◆ **TASK TO CARRY OUT**: Work through the data below and give the number of lines holding "door", nothing more.

◆ **MATERIAL SUPPLIED**:
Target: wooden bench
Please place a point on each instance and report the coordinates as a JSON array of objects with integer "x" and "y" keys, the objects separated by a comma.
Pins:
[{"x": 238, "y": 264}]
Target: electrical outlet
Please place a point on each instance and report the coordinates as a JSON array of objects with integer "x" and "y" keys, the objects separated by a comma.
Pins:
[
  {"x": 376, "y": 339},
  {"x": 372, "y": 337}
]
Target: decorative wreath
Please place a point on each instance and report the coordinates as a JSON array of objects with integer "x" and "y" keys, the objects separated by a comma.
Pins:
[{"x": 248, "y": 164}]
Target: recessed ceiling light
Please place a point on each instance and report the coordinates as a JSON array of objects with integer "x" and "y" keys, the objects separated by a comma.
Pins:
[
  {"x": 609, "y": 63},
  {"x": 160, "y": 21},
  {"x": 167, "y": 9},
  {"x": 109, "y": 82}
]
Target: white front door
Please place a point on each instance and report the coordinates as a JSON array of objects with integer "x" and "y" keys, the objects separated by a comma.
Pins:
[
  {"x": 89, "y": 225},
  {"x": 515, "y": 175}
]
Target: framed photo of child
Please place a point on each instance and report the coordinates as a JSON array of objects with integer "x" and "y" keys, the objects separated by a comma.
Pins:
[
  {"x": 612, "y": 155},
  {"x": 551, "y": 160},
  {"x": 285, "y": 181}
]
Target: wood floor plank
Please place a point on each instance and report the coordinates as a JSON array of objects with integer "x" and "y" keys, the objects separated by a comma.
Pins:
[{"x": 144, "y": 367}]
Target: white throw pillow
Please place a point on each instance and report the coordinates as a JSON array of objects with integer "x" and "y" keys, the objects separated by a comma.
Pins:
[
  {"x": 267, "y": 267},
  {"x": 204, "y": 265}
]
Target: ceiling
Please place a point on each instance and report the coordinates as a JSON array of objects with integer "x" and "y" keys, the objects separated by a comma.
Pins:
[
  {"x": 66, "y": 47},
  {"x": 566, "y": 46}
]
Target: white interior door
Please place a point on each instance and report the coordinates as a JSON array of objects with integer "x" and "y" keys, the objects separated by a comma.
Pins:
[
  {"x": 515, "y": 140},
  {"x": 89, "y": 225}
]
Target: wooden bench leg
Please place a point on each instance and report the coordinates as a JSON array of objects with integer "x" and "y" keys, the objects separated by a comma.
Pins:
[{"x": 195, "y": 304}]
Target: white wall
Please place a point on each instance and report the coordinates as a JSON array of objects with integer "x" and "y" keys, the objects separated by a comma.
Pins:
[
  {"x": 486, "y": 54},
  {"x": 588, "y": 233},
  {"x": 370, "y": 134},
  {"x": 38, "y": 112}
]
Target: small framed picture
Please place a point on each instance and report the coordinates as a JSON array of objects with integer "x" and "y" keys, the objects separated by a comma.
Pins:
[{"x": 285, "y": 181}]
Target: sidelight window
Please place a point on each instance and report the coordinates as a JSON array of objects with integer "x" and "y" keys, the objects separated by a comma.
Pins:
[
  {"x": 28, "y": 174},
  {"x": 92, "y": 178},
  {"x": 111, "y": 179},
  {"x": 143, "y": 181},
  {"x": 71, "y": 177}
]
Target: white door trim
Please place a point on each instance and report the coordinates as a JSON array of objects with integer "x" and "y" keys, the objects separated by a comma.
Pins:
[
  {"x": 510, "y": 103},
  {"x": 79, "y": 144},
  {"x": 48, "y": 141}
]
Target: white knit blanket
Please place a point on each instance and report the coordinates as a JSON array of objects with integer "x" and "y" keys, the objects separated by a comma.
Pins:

◆ **SOLUTION BELOW**: 3